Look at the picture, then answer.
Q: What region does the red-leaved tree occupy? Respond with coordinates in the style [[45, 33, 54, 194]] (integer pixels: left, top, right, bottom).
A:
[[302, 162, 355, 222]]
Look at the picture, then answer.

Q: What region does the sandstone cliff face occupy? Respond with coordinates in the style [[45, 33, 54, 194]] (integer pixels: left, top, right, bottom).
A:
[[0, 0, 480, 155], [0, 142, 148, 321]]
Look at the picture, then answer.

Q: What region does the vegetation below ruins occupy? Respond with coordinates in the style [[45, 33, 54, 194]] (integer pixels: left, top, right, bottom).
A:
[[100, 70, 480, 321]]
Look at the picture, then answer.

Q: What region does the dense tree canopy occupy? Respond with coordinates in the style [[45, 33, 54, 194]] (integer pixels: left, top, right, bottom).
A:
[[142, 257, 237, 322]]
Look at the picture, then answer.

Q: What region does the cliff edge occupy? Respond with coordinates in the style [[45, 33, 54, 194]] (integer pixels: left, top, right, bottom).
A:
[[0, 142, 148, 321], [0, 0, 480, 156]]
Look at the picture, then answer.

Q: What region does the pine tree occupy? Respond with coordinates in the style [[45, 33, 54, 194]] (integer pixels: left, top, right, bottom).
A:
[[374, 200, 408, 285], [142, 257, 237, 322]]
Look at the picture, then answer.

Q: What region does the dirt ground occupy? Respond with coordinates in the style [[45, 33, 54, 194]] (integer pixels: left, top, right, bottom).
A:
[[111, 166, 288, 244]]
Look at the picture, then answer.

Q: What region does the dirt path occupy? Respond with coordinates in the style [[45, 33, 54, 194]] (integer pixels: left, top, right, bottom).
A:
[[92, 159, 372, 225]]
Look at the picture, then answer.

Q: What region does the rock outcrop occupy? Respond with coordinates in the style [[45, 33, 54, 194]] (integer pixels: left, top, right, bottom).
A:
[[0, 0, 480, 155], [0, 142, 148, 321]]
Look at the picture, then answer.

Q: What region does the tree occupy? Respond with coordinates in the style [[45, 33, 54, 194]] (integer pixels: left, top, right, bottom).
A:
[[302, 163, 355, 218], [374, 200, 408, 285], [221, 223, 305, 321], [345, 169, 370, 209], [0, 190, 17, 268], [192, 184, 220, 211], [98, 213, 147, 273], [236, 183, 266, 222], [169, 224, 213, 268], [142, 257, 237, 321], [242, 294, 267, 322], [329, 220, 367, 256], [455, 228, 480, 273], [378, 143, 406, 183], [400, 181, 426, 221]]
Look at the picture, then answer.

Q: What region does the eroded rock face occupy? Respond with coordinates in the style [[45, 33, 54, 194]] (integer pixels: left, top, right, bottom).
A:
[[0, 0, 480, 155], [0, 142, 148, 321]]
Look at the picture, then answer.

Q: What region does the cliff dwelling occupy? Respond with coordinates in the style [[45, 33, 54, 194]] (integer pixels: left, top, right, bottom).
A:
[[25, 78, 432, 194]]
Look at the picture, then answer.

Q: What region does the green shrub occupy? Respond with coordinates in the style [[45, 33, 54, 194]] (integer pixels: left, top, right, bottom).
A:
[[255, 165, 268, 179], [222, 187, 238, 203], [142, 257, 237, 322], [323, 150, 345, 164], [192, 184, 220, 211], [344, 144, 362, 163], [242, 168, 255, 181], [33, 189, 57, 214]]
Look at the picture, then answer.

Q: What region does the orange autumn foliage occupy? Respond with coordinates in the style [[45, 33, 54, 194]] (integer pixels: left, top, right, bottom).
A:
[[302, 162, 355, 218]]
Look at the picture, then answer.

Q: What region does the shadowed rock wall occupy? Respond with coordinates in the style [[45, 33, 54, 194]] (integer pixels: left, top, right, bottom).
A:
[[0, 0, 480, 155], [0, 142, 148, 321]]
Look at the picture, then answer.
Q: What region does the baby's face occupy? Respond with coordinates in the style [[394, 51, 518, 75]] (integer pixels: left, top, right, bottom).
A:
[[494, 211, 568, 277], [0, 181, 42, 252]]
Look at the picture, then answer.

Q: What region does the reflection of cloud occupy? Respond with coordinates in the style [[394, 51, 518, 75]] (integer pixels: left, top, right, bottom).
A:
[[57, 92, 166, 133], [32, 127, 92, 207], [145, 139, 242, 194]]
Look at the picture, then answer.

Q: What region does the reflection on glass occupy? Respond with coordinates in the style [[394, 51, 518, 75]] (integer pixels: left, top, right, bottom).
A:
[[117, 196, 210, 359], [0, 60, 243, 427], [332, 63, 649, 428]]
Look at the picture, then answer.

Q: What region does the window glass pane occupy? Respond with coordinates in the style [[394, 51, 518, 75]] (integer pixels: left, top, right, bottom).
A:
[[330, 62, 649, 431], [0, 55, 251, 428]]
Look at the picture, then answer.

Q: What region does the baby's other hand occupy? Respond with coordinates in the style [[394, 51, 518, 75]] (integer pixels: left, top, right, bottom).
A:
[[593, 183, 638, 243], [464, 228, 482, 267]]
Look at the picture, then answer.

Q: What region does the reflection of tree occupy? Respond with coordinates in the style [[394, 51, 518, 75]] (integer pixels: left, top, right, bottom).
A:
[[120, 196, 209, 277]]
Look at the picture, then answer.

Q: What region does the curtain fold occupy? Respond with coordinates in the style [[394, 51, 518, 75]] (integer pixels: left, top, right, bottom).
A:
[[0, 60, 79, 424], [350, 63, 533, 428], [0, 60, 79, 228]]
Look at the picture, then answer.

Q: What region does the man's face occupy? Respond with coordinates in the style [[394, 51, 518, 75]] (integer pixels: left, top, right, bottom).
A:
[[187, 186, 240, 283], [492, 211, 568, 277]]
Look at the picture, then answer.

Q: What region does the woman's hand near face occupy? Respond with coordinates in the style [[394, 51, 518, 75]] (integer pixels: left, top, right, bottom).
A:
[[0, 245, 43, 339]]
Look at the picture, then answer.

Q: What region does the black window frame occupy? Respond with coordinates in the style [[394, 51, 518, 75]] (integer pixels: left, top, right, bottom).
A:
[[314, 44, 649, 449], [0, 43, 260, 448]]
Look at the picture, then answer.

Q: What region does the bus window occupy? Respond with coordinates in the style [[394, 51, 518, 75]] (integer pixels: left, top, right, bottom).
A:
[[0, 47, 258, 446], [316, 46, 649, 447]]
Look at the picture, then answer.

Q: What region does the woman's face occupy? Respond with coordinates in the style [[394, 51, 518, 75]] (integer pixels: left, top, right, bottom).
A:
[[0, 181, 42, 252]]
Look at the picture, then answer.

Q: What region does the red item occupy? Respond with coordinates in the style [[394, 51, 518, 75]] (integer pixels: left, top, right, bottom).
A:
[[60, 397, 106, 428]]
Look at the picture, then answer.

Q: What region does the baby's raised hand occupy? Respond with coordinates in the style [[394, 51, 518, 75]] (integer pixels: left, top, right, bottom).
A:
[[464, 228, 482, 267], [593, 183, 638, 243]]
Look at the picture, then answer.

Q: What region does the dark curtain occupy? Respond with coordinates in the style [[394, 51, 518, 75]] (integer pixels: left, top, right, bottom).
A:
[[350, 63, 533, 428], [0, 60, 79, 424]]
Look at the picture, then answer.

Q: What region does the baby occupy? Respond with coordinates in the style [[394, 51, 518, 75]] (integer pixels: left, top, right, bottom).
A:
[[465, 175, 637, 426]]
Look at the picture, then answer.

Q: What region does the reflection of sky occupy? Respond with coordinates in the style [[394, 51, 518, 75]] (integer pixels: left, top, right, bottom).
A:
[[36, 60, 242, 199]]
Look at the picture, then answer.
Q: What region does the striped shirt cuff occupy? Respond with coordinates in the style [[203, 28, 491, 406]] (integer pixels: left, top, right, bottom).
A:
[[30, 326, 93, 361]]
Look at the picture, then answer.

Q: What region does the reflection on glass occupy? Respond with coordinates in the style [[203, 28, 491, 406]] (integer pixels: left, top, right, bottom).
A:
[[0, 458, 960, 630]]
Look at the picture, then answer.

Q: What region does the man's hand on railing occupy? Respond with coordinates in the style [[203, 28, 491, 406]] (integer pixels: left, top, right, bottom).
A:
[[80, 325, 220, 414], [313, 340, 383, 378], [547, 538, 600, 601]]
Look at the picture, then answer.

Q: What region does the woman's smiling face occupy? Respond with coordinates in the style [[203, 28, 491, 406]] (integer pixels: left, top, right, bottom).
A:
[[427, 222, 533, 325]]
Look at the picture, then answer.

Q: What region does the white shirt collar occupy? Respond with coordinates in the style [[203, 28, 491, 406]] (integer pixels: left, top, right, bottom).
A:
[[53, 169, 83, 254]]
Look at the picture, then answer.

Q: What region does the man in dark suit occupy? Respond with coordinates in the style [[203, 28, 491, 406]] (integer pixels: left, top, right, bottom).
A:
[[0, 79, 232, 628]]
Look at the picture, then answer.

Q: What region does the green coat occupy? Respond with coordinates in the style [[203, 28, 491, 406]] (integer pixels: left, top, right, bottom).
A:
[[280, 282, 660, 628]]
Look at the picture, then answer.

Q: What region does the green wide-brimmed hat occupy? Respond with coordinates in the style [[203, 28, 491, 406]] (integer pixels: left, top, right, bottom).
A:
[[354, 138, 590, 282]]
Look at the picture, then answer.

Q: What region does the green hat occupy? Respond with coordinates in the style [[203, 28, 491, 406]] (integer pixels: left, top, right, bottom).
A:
+ + + + +
EXERCISE TASK
Pick out every line in the listing above that contains the word "shirt", and copy each of those lines in full.

COMPLETE ANSWER
Q: What region does the striped shirt cuff occupy? Respond with coordinates in the style [[203, 28, 491, 406]] (integer pixels: left, top, right, bottom).
Q: What region does the white shirt collar occupy? Respond with coordinates in the style [[203, 28, 491, 406]] (integer pixels: left, top, right, bottom).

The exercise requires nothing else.